◆ **Text section**
►

Malaika Tamu Griffin (born May 11, 1971) is an American woman serving a life sentence at the DWCF in Denver, Colorado for shooting her neighbor Jason Patrick Horsley to death in May 1999. After the shooting, Griffin became a fugitive from justice for six years, but after she was profiled on Fox's America's Most Wanted, Griffin was captured in El Cajon, California, a suburb of San Diego, in June 2005.

Background
Malaika Tamu Griffin was born in Mississippi on May 11, 1971. In 1999, she moved to Denver, Colorado, where she was working in a pharmacy and was renting a room in a house next door to a white couple: Jason Patrick Horsley and his girlfriend Deborah Loiselle. Horsley was a carpenter, and Griffin became angry when she laid his tools on the sidewalk in front of her house after work. A bitter argument ensued on May 18, 1999.

Crime
After this argument, Griffin returned to her apartment and came out with a 9mm handgun with a laser sight and shot Horsley point blank in the back, killing him instantly. Immediately after the incident, she fled to the nearby home of an acquaintance, Monique Thomas. Griffin stole Thomas' car at gunpoint and then drove away. The car was later found abandoned in Iowa City, Iowa.

Inside Griffin's apartment, police found a 9 mm carbine, ammunition, hand grenades and several how-to books on terrorism and bombmaking, including The Anarchist Cookbook and The Poor Man's James Bond. This last was written by survivalist and former American Nazi Party member Kurt Saxon. In addition, Griffin's diary was also discovered, in which she expressed her deep hatred of white people.

Fugitive years and capture
Griffin was last seen boarding a bus to Chicago, Illinois. After that, there were no sightings of her for years. Griffin was profiled on the Fox television program America's Most Wanted eight times between February 5, 2000 and June 4, 2005. After the latest broadcast, authorities received a tip from Griffin's co-workers. Griffin had also previously been profiled in an August 2001 episode of Unsolved Mysteries.

The FBI and the El Cajon Police Department contacted the suspect, who had been going by the name "Leak Griffin." After the FBI confronted her, Griffin admitted her identity. She had been working at a biotech firm as a lab assistant, at a fast-food restaurant and thrift store. Griffin was charged with first-degree murder, aggravated robbery, and aggravated motor vehicle theft. She waived her extradition and was returned to Colorado to stand trial.

◄

◆ **Work required**
Pick up the article on the Malaika Griffin murder case after its final sentence and continue it.

◆ **Material provided**
►

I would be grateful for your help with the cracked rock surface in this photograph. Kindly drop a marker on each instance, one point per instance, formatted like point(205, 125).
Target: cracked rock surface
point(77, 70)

◄

◆ **Result of this exercise**
Trial
Griffin's trial began on February 27, 2006. During the trial, the jury read excerpts from her diary which describe her bigotry. One of her entries reads: "I am so sick of looking at white people!! I am so goddamn tired of them!! I wish I could kill those no good faggot, pedophilic, rapists, thieves & make it painful, (very)." Prosecutors also entered into evidence the weapons found in Griffin's apartment after she fled. Griffin decided to testify in her own defense at the trial. She claimed to be innocent of the offenses, and said her diary was about a play that she was writing. After a one-week-long trial and seven hours of jury deliberations, Griffin was convicted on all counts. Under Colorado law, a first-degree murder conviction results in an automatic sentence of life in prison without parole.

Aftermath
Griffin's case was profiled on the Oxygen Network program Snapped on February 3, 2008 and it was also profiled on Investigation Discovery's Deadly Women on October 12, 2012. On September 8, 2019, the case was also featured on HLN's Vengeance: Killer Neighbors.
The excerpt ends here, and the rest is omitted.